- OBJETIVO DE LA TAREA: Continúa el texto sobre Peridis y las escuelas taller a partir de su última oración.

- FRAGMENTO SELECCIONADO:
Las escuelas taller nacieron a la sombra del Patrimonio

Con vocación de restaurador y amante del Patrimonio, “no hay nada más hermoso que revivir un edificio antiguo”, en 1969 se convirtió en el arquitecto Peridis: “Con dos apellidos muy comunes, Pérez González, siempre he tenido apodos. Haciendo la carrera, un amigo me llamó como un diminutivo de Pericles, más de andar por casa: Peridis”. Con este seudónimo ha firmado la rehabilitación del Convento de Santa Clara de Hellín, el de San Juan Bautista de Corias y el de San Benito en Valladolid, la Biblioteca de Castilla-La Mancha en el Alcázar de Toledo, el parque del Capricho, el Teatro García Lorca y el Principal de Burgos, el Corral de Comedias de Alcalá de Henares, varios museos y el Centro de Acogida Integral a Mujeres Víctimas de Violencia de Género. Sin embargo, la pasión por su juguete de infancia arrasado por el tiempo y la de la gente que entusiasmó con el propósito de devolverle la vida se convirtieron en una fundación: “Recuperar el monasterio me ha hecho lo que soy. He crecido con él en todos los órdenes”.

Cuando el amante del Románico acabó la carrera, el cenobio de su pueblo se seguía cayendo. Por eso, se tomó al pie de la letra el mensaje que cuarenta y ocho años antes había dejado allí Unamuno: “¡Hasta una ruina puede ser una esperanza!”. Y como el pescador de la alegoría de Hemingway, El viejo y el mar, que estos días relee, hizo frente a la adversidad y no aceptó la derrota: “Como el Ministerio de Cultura no construía institutos y el de Educación no restauraba monumentos, recurrí al INEM para contratar parados que aprendieran a restaurar. Así iniciamos las escuelas taller por las que han pasado más de 750.000 jóvenes en todo el mundo. Con ellas logramos educación más trabajo”.

Las lanzaderas de empleo

Fiel a su filosofía de que “el problema es la solución y no hay que buscarla en otro lado”, en los albores de la crisis económica de 2007 volvió a ver una ruina. Su perenne compromiso social le llevó a pensar en cómo volver a hacerla útil. En las lanzaderas de empleo encontró la respuesta y, a través de ellas, recuperó para la sociedad activa a más de 20.000 parados. Se volcó en generar riqueza colectiva, al tiempo que alentaba con lectura, pasteles y amor, la cabecera de la cama de su hija Marta de la que un cáncer se apoderó con sólo 32 años. Entonces aparcó la arquitectura y dio luz a un libro póstumo titulado “Una piedra roja, una piedra azul, una piedra amarilla” como testamento vital de la niña de sus ojos: “No hay documento más verdadero y auténtico que el del ser querido que acaba de desaparecer”.

- INFORMACIÓN PROPORCIONADA:
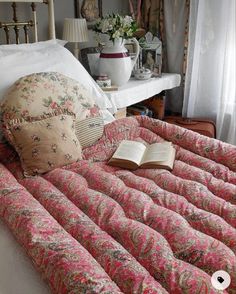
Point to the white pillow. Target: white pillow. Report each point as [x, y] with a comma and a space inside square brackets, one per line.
[26, 59]
[33, 46]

- RESPUESTA ESCRITA:
Tampoco dejó de publicar las viñetas con las que trata “de sacar el alma con el mínimo de trazos” y que garabatea, sin descanso y con astucia, desde hace más de cuarenta años. Aquellas tiras diarias que en la mili le valieron el apodo que da título a uno de sus siete libros, El Cabo Caricaturas, son testimonio de un compromiso político que comenzó en la oposición antifranquista durante los últimos años de la Dictadura y después con la izquierda democrática. Con ellas contornea lo mejor de nuestro país: “La alegría y la solidaridad”. También lo que debería abochornarnos: “La envidia y la chapuza”. Y con su última novela El Corazón con que vivo, ya Premio Primavera de Espasa, remarca en estos días confusos de pandemia que “somos capaces de lo mejor. Los médicos y otros profesionales lo han demostrado. Sigamos su ejemplo”.

Sembrando reconciliación, mientras recibe la Medalla de oro al Mérito al Trabajo, la de Bellas Artes, la de Patrimonio Histórico y un sinfín de reconocimientos, cita a Heráclito para señalar que “salvo desgracias imponderables, con un poco de suerte el carácter marcará nuestro destino”. El suyo, sin duda, es admirable. José María Pérez González, el hombre que se convirtió en Peridis para cargar sobre sus hombros un monasterio y salvarlo, continúa disfrutando con Gene Kelly Cantando bajo la lluvia, aunque no le dejen de caer afilados chuzos de punta: la pérdida de otro de sus hijos y enfrentarse al coronavirus desde la cama de un hospital.

Antes de despedir su PlayList nos regala otra cándida sonrisa por encima de uno de los setenta tomos de su Enciclopedia del Románico. Generoso, incansable, vitalista, y ganando la partida al olvido que condena a la desaparición, tararea la banda sonora de su vida: “Hoy puede ser un gran día”. Y emocionándonos añade: “Hoy puede ser un gran día. Y mañana mejor todavía”.